#### What you should do
For each record that follows, write out an identical copy.

#### Listed entries
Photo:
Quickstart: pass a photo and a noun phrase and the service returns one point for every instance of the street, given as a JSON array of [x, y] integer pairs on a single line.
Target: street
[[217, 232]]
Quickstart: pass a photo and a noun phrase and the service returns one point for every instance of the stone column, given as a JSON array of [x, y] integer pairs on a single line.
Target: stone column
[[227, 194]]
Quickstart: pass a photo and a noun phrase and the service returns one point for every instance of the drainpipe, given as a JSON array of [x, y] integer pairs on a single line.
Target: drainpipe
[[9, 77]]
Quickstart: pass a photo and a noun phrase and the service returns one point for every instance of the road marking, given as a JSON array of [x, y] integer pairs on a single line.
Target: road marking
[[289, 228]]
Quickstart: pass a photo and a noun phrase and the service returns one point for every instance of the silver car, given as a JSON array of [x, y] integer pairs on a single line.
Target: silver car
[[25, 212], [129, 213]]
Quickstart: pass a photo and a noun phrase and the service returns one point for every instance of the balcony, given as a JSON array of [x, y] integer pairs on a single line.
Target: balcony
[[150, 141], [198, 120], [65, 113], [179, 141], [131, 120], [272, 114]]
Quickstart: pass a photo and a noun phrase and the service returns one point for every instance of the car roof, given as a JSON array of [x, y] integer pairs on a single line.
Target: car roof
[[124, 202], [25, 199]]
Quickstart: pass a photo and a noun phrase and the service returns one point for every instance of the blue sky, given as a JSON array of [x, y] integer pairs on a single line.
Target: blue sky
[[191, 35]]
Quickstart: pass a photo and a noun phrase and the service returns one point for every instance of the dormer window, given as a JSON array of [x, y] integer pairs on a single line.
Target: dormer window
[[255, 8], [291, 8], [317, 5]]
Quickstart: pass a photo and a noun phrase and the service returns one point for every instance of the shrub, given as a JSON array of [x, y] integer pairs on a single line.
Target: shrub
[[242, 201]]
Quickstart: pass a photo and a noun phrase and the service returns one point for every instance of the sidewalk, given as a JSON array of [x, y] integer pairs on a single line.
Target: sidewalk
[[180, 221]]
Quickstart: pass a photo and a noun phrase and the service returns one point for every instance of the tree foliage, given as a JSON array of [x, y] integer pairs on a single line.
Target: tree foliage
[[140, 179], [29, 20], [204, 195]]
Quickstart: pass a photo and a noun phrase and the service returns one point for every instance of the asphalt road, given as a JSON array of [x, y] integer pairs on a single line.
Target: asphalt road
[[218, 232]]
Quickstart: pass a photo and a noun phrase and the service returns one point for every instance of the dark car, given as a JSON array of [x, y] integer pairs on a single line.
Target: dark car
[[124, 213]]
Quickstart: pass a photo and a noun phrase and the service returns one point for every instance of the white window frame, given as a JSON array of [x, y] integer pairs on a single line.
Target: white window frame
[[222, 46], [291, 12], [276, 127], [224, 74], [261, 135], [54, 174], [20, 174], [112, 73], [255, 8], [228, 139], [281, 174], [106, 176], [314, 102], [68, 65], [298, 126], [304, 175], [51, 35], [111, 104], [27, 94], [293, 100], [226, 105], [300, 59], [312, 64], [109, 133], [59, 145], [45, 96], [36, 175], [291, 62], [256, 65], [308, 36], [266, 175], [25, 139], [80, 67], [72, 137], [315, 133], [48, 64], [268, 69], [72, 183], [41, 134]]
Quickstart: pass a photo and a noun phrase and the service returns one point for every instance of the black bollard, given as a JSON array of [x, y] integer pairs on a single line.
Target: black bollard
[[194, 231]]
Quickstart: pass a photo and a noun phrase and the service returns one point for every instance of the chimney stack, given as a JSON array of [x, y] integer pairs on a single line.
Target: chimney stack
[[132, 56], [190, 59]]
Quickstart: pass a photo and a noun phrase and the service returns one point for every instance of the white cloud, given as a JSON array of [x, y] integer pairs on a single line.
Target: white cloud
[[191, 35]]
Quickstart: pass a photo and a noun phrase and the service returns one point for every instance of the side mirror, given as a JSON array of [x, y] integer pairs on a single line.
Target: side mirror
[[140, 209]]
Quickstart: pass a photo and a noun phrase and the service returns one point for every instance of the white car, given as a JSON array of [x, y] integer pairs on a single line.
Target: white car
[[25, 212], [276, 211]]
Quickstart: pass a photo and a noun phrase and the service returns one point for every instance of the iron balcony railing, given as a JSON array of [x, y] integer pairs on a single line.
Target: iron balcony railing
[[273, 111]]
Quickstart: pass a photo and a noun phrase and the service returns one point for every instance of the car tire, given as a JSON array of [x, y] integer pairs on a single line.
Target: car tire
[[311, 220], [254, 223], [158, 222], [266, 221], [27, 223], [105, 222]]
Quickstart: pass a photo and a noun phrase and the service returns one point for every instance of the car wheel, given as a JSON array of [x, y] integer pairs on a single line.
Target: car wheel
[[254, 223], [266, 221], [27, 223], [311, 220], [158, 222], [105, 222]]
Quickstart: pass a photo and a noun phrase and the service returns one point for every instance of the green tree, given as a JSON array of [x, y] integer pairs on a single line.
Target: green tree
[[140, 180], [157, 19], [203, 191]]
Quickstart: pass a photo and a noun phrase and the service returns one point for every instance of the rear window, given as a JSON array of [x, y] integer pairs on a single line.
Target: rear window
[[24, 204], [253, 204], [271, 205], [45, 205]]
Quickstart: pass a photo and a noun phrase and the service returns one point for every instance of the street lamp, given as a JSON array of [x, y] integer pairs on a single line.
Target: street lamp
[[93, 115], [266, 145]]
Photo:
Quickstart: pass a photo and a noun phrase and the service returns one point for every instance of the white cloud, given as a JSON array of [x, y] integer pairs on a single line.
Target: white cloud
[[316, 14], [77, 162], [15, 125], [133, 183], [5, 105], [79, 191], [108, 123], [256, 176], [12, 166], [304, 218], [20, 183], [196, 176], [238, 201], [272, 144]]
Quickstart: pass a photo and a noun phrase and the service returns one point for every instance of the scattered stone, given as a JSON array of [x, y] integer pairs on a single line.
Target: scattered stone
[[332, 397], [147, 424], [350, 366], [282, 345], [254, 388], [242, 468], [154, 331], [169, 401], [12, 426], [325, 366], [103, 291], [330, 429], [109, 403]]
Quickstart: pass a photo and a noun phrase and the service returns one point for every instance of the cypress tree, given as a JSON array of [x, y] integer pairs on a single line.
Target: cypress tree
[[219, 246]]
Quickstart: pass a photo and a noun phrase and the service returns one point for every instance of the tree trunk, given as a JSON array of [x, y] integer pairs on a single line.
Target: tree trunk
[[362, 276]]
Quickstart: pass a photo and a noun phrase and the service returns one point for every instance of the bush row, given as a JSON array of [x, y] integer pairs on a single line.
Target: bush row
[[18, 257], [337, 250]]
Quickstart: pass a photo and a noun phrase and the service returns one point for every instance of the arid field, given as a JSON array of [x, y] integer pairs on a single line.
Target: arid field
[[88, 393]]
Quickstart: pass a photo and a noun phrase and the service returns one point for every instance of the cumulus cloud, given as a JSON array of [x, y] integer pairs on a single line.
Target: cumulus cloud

#### Written reply
Photo:
Quickstart: pass a photo and a noun phrase and the service returns one point for every instance of the street, given as a JSON array of [x, y] integer pairs on a single line.
Target: street
[[217, 232]]
Quickstart: pass a photo and a noun phrase and the service returns one point for every instance of the stone column, given as a JSON array of [x, y] integer pairs on a single line.
Target: stone column
[[227, 194]]
Quickstart: pass a photo and a noun phrase and the service returns one point for every instance of the drainpipe, given as a JSON array of [x, y] integer pairs on a single line.
Target: drainpipe
[[9, 77]]
Quickstart: pass a photo and a noun phrase and the service returns one point for every instance of the road marking, given as a JSON array of [x, y] integer pairs on a single line.
Target: road marking
[[289, 228]]
Quickstart: pass a photo and a noun phrase and the service returns one point for every instance of the silver car, given as a JSON array of [x, y] integer pairs on a single line.
Target: silver car
[[25, 212], [129, 213]]
Quickstart: pass a photo and a noun phrase and the service returns one point for every instance of the balcony, given as a JSON array of [x, y] integer pairs on a single line.
Target: balcony
[[150, 141], [198, 120], [65, 113], [179, 141], [131, 120], [272, 114]]
Quickstart: pass a photo and a noun phrase and the service returns one point for every instance of the car roof, given as a JSON array of [x, y] integer pairs on a single line.
Target: car roof
[[124, 202], [25, 199]]
Quickstart: pass a photo and a noun phrase and the service returns one point for every instance of the blue sky, given as a JSON array of [x, y] integer pairs on a single line.
Target: blue sky
[[191, 35]]
Quickstart: pass a photo and a noun phrase and the service returns one point for every instance of the dormer window, given as a JSON array of [x, y] integer pairs on a single line.
Target: dormer window
[[255, 8], [291, 8], [317, 5]]
Quickstart: pass a photo and a noun phrase and the service returns one point for every instance of the shrub, given as a JSON array of [x, y] integer pairs on a single line.
Target: shrub
[[242, 201]]
Quickstart: pass a photo and a noun phrase and the service returns one point for every instance of the sidewalk, given as a JSON array of [x, y] integer pairs on a single line.
Target: sidewalk
[[180, 221]]
Quickstart: pass a photo and a noun phrase and the service returns one point for every instance of the tree foliage, given as a JSON array of [x, y] integer pairs on a single line.
Target: tree foliage
[[140, 179], [29, 20], [204, 195]]
Quickstart: pass a photo and a noun phrase and the service returns one point for every instance of the asphalt road, given as a JSON array of [x, y] integer pairs on a single line.
Target: asphalt road
[[218, 232]]
Quickstart: pass a photo and a noun phrase and the service returns one point for every instance of the dark car, given as a JSON array of [x, y] integer pairs on a single line.
Target: dark car
[[124, 213]]
Quickstart: pass a photo and a noun phrase and the service returns one point for every instance of the white window frame, given as a JSON array of [x, y] integer pairs on a single line.
Target: white window frame
[[222, 46], [291, 12], [276, 127], [224, 74], [261, 135], [54, 174], [20, 174], [112, 73], [255, 8], [228, 139], [281, 174], [106, 176], [314, 102], [68, 65], [298, 126], [304, 175], [51, 35], [111, 104], [27, 94], [293, 100], [226, 105], [300, 59], [312, 64], [109, 133], [59, 145], [45, 96], [36, 175], [291, 62], [256, 65], [308, 36], [266, 175], [25, 139], [80, 67], [72, 137], [315, 133], [48, 64], [268, 69], [72, 183], [41, 134]]
Quickstart: pass a photo and a noun phrase and the service returns one point for every instance of the black bollard, given as a JSON array of [x, y] integer pairs on a single line.
Target: black bollard
[[194, 231]]
Quickstart: pass a photo and a noun phrase and the service returns one point for every instance of the chimney stack, given as a JSON array of [x, y] integer pairs on a single line.
Target: chimney stack
[[132, 56], [190, 59]]
Quickstart: pass a photo and a noun phrase and the service returns one point for every instance of the white cloud, given as a JSON array of [x, y] integer pairs on a single line.
Target: white cloud
[[191, 35]]
Quickstart: pass a photo and a noun phrase and the service returns one point for every instance of the side mirror, given as a JSON array of [x, y] integer pairs on a single line.
Target: side mirror
[[140, 209]]
Quickstart: pass a photo and a noun phrase and the service returns one point for every instance of the white car, given as a JSON array of [x, y] integer pairs on a single line.
Target: white car
[[25, 212], [276, 211]]
Quickstart: pass a photo and a noun phrase and the service returns one point for every instance of the iron balcony railing, given as a JSON array of [x, y] integer pairs on a single line.
Target: iron balcony railing
[[273, 111]]
Quickstart: pass a photo and a noun phrase and the service returns one point for every instance of the car tire, given as a JSON array of [x, y] integer pairs on a single line.
Target: car tire
[[311, 220], [254, 223], [158, 222], [266, 221], [27, 223], [105, 222]]
Quickstart: pass a photo and a noun phrase and the service returns one point for every instance of the car wheel, given as a JSON array of [x, y] integer pairs on a single line.
Target: car wheel
[[254, 223], [266, 221], [27, 223], [311, 220], [158, 222], [105, 222]]
Quickstart: pass a photo and a noun phrase and the service returns one point for every instance of the green tree, given as a JSON array of [x, y] integer pairs on a single line.
Target: green tree
[[140, 180], [157, 19], [203, 191]]
Quickstart: pass a photo and a noun phrase and the service returns one point for every instance of the rear window, given as a JSON array of [x, y] integer pairs on a single line.
Target: rear window
[[24, 204], [253, 204], [271, 205], [45, 205]]
Quickstart: pass a photo and a noun phrase and the service returns one point for every instance of the street lamp, given as a JSON array of [x, y] integer pairs on a single line.
Target: street lamp
[[93, 115], [266, 145]]
Photo:
Quickstart: pass a photo and a noun phrase and the service returns one point for every instance of the white cloud, given as a JSON array of [x, y] integer pairs on a single line.
Target: white cloud
[[316, 14], [77, 162], [15, 125], [133, 183], [5, 105], [79, 191], [108, 123], [256, 176], [12, 166], [304, 218], [20, 183], [196, 176], [238, 201], [272, 144]]
Quickstart: pass a photo and a noun phrase and the service returns one point for every instance of the scattered stone, given as a JSON array of [x, y] integer pairs on a single line.
Target: scattered stone
[[332, 397], [147, 424], [350, 366], [282, 345], [254, 388], [242, 468], [154, 331], [169, 401], [12, 426], [325, 366], [103, 291], [330, 429], [109, 403]]
Quickstart: pass a photo and a noun phrase and the service returns one point for every instance of the cypress tree, given as a JSON array of [x, y] integer pairs on a single line.
Target: cypress tree
[[219, 246]]
Quickstart: pass a photo and a noun phrase and the service returns one point for every instance of the tree trunk, given as a JSON array of [x, y] integer pairs on a single line.
Target: tree trunk
[[362, 276]]
Quickstart: pass a photo and a noun phrase and the service returns one point for every instance of the bush row, given as a JSON array of [x, y] integer pairs on a single line.
Target: bush row
[[18, 257], [337, 250]]
Quickstart: pass a photo and a noun phrase and the service returns one point for every instance of the arid field, given as a JSON array of [x, y] integer pairs on a single line.
Target: arid field
[[88, 393]]
Quickstart: pass a photo and a noun phrase and the service returns one point for every instance of the cumulus cloud, given as a JSON array of [x, y] integer pairs on a single line.
Target: cumulus cloud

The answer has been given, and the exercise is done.